Work instruction A:
Answer these questions about the Ironman Taiwan interview:
(i) After which race did the interviewer first speak with Laurel Wassner in January?
(ii) What was the real feel temperature during the marathon in Taiwan?
(iii) By how many minutes did she win in Taiwan?
Work instruction B:
From the Ironman Taiwan interview, rewrite the part that opens with the words containing "October 2, 2017" and closes with "Taiwan so difficult?", substituting "February" for "January".

The first cancer survivor to become a professional triathlete, Laurel Wassner's journey to Ironman champion is both amazing and unique. We caught up with this weekend's Ironman Taiwan champion.
October 2, 2017 | PERSONALITY|
TriathlonWorld.com: When I interviewed you after Israman in January, you said that race was one of the hardest you’ve ever done. It sounds like Ironman Taiwan was even harder. What made the race in Taiwan so difficult?
Laurel Wassner: Both races are difficult, but couldn't be more different. It was very cold with rugged terrain in Israel. In Taiwan what made the race so difficult was the stifling heat and oppressive humidity. The real feel temperature was 42 C during the marathon.
As hard as it was, you must have had a good day – you won by 40 minutes. Were you surprised at the result and your finish?

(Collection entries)
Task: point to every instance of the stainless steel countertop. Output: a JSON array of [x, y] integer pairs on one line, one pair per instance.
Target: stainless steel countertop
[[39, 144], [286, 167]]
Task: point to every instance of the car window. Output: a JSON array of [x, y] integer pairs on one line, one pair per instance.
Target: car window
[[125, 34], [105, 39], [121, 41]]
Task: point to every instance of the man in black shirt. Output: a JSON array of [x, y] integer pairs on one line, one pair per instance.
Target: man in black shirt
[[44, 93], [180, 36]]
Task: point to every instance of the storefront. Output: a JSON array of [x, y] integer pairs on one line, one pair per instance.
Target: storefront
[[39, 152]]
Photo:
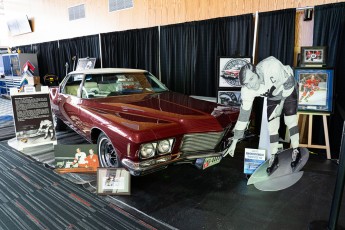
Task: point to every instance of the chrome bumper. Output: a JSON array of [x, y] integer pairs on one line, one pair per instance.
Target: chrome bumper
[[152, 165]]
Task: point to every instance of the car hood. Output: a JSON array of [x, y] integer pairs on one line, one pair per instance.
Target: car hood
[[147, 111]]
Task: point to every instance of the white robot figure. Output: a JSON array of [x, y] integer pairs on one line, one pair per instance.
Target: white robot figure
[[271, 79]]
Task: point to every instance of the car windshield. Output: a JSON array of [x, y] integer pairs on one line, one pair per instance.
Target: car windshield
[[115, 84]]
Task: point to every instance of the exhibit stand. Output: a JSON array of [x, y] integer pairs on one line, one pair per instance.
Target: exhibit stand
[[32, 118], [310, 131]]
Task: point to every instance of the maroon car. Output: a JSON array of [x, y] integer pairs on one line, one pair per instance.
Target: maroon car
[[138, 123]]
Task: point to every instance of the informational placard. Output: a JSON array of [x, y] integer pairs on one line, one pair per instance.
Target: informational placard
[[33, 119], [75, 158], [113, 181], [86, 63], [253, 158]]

...

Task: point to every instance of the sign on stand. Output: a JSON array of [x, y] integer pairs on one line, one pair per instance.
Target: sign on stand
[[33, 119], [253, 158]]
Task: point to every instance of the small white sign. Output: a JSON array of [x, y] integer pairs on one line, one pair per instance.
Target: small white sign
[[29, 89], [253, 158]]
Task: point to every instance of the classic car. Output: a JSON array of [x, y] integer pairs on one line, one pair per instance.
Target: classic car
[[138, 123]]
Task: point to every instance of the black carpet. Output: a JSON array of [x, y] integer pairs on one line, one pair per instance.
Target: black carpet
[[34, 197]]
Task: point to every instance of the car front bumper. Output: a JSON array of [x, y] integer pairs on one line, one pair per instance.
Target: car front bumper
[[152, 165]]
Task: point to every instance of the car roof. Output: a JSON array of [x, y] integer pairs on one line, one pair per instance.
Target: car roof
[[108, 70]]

Your solution A:
(i) Israman
(ii) 42 C
(iii) 40 minutes

Your solution B:
October 2, 2017 | PERSONALITY|
TriathlonWorld.com: When I interviewed you after Israman in February, you said that race was one of the hardest you’ve ever done. It sounds like Ironman Taiwan was even harder. What made the race in Taiwan so difficult?